Start of SUPPLIED TEXT

The No, The Tea Party Isn't Racist. Yes, It Is Racial.
Jonathan Chait
Jonathan Chait
Senior Editor
No, The Tea Party Isn't Racist. Yes, It Is Racial.
Conservatives are up in arms over a new book that says that President Obama sees the Tea Party as racist. See Fox News ("Obama Says Tea Party Is Racist In New Book"), along with slightly less inflammatory reactions from the Daily Caller and Red State.
The first thing to recognize is that Obama isn't "calling" the Tea Party racist. A private conversation of his is being reported, which is not the same thing as playing the race card. Second, Obama's viewpoint, which is broadly characterized, is (surprise!) more subtle than the headline suggest:
Obama, in his most candid moments, acknowledged that race was still a problem. In May 2010, he told guests at a private White House dinner that race was probably a key component in the rising opposition to his presidency from conservatives, especially right-wing activists in the anti-incumbent "Tea Party" movement that was then surging across the country. Many middle-class and working-class whites felt aggrieved and resentful that the federal government was helping other groups, including bankers, automakers, irresponsible people who had defaulted on their mortgages, and the poor, but wasn't helping them nearly enough, he said.
A guest suggested that when Tea Party activists said they wanted to "take back" their country, their real motivation was to stir up anger and anxiety at having a black president, and Obama didn't dispute the idea. He agreed that there was a "subterranean agenda" in the anti-Obama movement—a racially biased one—that was unfortunate. But he sadly conceded that there was little he could do about it.
His goal, he said, was to be as effective and empathetic a president as possible for all Americans. If he could accomplish that, it would advance racial progress for blacks more than anything else he could do.
Conservatives tend to be extraordinarily sensitive to accusations of racism, and they have developed a whole cottage industry of mocking and countering perceptions of racism within the Tea Party movement. To some extent, their sensitivity is understandable. I am sure that virtually all Tea Party members think of themselves as non- or anti-racists, committed to judging individuals on the content of their character. A few open racists have shown up at Tea Party rallies, and Tea Parties feel (again, understandably) that a tiny minority has been held up to taint all of them. They have gone out of their way to police rallies for racist signs. Moreover, the Tea party is organized around traditional right-wing public policy beliefs about government spending, and is almost completely uninterested in what we call "racial issues."

End of SUPPLIED TEXT
Start of DATA EXCERPTS

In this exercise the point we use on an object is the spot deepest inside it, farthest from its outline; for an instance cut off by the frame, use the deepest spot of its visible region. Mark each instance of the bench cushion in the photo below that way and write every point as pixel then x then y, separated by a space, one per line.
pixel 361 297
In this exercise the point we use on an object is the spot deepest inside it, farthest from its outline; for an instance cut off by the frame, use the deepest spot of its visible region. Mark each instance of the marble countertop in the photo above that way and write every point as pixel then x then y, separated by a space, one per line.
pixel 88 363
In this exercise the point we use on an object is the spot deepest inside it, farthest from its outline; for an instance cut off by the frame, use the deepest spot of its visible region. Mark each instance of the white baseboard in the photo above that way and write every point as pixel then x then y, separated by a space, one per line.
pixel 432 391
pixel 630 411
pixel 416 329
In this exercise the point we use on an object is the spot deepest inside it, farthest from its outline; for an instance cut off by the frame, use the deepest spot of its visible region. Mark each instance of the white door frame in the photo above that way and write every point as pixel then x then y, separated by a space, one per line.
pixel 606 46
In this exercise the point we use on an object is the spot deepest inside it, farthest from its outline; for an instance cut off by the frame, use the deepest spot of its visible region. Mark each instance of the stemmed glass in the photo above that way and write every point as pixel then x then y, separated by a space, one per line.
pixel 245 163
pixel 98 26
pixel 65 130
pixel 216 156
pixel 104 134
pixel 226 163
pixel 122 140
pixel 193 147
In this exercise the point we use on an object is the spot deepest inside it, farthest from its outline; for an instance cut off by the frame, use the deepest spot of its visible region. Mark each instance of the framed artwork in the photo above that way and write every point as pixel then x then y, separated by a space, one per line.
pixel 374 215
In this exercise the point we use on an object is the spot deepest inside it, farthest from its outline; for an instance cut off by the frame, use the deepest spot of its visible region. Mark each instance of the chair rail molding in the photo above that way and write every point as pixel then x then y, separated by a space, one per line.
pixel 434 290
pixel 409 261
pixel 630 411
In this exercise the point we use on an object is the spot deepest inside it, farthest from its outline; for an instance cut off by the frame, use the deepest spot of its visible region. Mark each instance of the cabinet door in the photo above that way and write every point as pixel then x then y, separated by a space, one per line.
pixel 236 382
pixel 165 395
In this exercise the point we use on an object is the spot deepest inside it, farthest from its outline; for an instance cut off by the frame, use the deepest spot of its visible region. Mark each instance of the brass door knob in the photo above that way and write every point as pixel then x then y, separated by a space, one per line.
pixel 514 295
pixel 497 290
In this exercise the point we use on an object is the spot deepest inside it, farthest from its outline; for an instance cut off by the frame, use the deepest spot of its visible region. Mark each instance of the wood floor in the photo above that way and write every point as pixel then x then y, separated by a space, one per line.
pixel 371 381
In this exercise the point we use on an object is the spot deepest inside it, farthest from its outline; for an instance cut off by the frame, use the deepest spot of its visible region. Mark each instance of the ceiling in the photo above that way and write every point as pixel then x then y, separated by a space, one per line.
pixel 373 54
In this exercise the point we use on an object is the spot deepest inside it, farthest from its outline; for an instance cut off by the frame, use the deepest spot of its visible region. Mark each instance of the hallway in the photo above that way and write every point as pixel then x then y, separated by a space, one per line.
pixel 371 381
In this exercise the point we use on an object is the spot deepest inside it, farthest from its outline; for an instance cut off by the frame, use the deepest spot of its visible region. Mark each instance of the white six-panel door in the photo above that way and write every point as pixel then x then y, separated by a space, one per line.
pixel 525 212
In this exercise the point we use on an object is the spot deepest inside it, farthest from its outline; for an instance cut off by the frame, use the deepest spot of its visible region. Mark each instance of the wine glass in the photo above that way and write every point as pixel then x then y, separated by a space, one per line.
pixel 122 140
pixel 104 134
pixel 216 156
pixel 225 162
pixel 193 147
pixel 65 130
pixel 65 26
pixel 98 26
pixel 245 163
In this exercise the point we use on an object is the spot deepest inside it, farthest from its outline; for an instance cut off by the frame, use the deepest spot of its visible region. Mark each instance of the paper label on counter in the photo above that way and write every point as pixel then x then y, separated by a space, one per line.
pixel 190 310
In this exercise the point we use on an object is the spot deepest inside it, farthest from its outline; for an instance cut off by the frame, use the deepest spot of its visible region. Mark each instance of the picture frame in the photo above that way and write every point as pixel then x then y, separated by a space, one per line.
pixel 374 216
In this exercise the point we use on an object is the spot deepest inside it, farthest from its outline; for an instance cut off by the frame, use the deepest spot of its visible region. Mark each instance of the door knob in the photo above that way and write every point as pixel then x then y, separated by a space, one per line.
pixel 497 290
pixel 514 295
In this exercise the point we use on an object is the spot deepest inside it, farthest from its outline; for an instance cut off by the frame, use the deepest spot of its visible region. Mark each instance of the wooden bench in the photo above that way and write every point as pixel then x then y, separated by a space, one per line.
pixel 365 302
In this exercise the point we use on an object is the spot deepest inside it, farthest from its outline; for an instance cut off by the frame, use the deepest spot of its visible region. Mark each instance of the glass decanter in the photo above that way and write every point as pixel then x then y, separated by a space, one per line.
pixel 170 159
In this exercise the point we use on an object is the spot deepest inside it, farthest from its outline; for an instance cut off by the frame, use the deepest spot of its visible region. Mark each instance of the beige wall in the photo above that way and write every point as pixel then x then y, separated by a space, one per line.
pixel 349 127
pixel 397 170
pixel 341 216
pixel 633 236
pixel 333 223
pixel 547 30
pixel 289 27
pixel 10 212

End of DATA EXCERPTS

= WHAT THIS EXERCISE ASKS =
(a) Transcribe the passage of the Tea Party article that begins at the words "A guest suggested" and stops after the words "do about it.".
(b) In the records, take the lines beginning at the one that has "of the ceiling" and stopping after the one that has "pixel 373 54". Swap "ceiling" for "roof" and return only those lines, with everything else unchanged.
The Tea Party article and the records are independent of each other.

= OUTPUTS BY TASK =
(a)
A guest suggested that when Tea Party activists said they wanted to "take back" their country, their real motivation was to stir up anger and anxiety at having a black president, and Obama didn't dispute the idea. He agreed that there was a "subterranean agenda" in the anti-Obama movement—a racially biased one—that was unfortunate. But he sadly conceded that there was little he could do about it.

(b)
In this exercise the point we use on an object is the spot deepest inside it, farthest from its outline; for an instance cut off by the frame, use the deepest spot of its visible region. Mark each instance of the roof in the photo above that way and write every point as pixel then x then y, separated by a space, one per line.
pixel 373 54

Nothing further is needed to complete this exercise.